═══ Excerpted text ═══

2025 isn’t business as usual it’s chaos.
Pipelines that we built to ship code faster are now being hijacked by attackers to ship breaches faster.

From secret leaks in GitHub repos to container escapes that jump the wall, DevSecOps has officially become a hacker’s playground.

This post breaks down the Top 10 DevSecOps vulnerabilities seen in 2025, how they’re being exploited in the wild, and practical ways to defend your stack.

  1. CVE-2025-31324 – SAP NetWeaver Shell Upload

The bug: Metadata uploader lets attackers drop JSP shells.

Exploitation: Real-world campaigns in finance/manufacturing.

Why it matters: One forgotten endpoint = business-critical compromise.

  1. Secret Sprawl in CI/CD Pipelines

The bug: AWS keys, GitHub tokens, and Slack webhooks in plain text.

═══

▶ [Actions to take]
A. From the DevSecOps post, retype the passage starting with "Exploitation: Real-world campaigns" and going on through "in plain text.".
B. Answer these questions using the DevSecOps post.
(i) How many DevSecOps vulnerabilities from 2025 does the post say it covers?
(ii) What does the SAP NetWeaver metadata uploader let attackers drop?
(iii) Which three kinds of secrets does the post say are left in plain text in CI/CD pipelines?

═══ Exercise data ═══

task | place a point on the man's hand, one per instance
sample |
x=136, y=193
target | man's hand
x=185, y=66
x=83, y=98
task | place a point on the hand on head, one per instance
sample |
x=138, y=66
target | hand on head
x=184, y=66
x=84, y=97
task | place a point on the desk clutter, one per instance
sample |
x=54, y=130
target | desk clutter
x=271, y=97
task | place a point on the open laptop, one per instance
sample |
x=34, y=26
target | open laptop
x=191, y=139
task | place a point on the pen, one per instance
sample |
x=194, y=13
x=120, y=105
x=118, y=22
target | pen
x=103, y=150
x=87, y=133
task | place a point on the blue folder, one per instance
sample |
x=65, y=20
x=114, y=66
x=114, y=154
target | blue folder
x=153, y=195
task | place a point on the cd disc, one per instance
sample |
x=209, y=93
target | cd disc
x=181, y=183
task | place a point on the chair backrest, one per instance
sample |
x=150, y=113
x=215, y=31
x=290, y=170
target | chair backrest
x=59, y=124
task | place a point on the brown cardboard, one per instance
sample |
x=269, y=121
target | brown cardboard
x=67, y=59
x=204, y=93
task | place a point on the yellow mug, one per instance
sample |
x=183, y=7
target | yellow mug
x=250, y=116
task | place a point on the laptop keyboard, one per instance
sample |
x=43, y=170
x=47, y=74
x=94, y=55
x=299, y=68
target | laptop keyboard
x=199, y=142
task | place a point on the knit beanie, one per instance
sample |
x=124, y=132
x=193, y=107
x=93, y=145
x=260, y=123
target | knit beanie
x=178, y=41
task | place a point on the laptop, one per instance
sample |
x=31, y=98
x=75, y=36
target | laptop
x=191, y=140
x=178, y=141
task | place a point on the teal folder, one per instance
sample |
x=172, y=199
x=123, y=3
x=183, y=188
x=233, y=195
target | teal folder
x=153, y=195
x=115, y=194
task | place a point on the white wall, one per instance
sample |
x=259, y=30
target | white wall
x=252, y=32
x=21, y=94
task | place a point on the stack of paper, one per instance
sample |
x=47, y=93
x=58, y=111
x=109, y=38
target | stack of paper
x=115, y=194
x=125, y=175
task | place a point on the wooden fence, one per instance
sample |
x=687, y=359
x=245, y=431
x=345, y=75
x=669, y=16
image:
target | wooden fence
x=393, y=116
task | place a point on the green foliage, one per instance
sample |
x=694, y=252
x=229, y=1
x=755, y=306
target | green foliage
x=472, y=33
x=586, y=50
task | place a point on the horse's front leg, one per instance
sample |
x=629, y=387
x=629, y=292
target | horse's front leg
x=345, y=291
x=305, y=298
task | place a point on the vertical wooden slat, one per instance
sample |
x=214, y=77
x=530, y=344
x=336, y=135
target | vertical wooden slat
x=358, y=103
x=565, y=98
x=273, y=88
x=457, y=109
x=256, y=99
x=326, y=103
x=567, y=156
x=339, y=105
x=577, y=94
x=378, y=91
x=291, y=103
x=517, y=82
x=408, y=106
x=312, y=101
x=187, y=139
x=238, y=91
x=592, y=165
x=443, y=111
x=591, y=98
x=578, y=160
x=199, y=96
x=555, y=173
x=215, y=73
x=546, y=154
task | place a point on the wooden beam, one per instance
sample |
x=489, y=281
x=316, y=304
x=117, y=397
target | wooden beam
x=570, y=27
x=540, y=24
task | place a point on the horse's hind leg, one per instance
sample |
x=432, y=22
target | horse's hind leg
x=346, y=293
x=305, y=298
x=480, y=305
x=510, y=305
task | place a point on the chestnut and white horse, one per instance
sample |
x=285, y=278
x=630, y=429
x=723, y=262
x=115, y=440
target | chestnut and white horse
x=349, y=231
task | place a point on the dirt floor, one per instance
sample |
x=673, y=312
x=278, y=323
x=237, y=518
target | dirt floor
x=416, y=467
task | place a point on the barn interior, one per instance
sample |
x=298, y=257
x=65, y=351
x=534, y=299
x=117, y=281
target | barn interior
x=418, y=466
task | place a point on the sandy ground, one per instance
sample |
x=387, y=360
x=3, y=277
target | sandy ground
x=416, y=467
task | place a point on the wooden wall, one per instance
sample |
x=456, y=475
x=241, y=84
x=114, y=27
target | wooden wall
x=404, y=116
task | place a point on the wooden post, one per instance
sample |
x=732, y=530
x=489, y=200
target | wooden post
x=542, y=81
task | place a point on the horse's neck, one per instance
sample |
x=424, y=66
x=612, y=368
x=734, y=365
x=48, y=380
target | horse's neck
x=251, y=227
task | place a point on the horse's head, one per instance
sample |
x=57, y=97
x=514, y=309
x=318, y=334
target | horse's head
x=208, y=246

═══

▶ [Answers provided]
A.
Exploitation: Real-world campaigns in finance/manufacturing.

Why it matters: One forgotten endpoint = business-critical compromise.

  1. Secret Sprawl in CI/CD Pipelines

The bug: AWS keys, GitHub tokens, and Slack webhooks in plain text.

B.
(i) Ten (the Top 10).
(ii) JSP shells.
(iii) AWS keys, GitHub tokens, and Slack webhooks.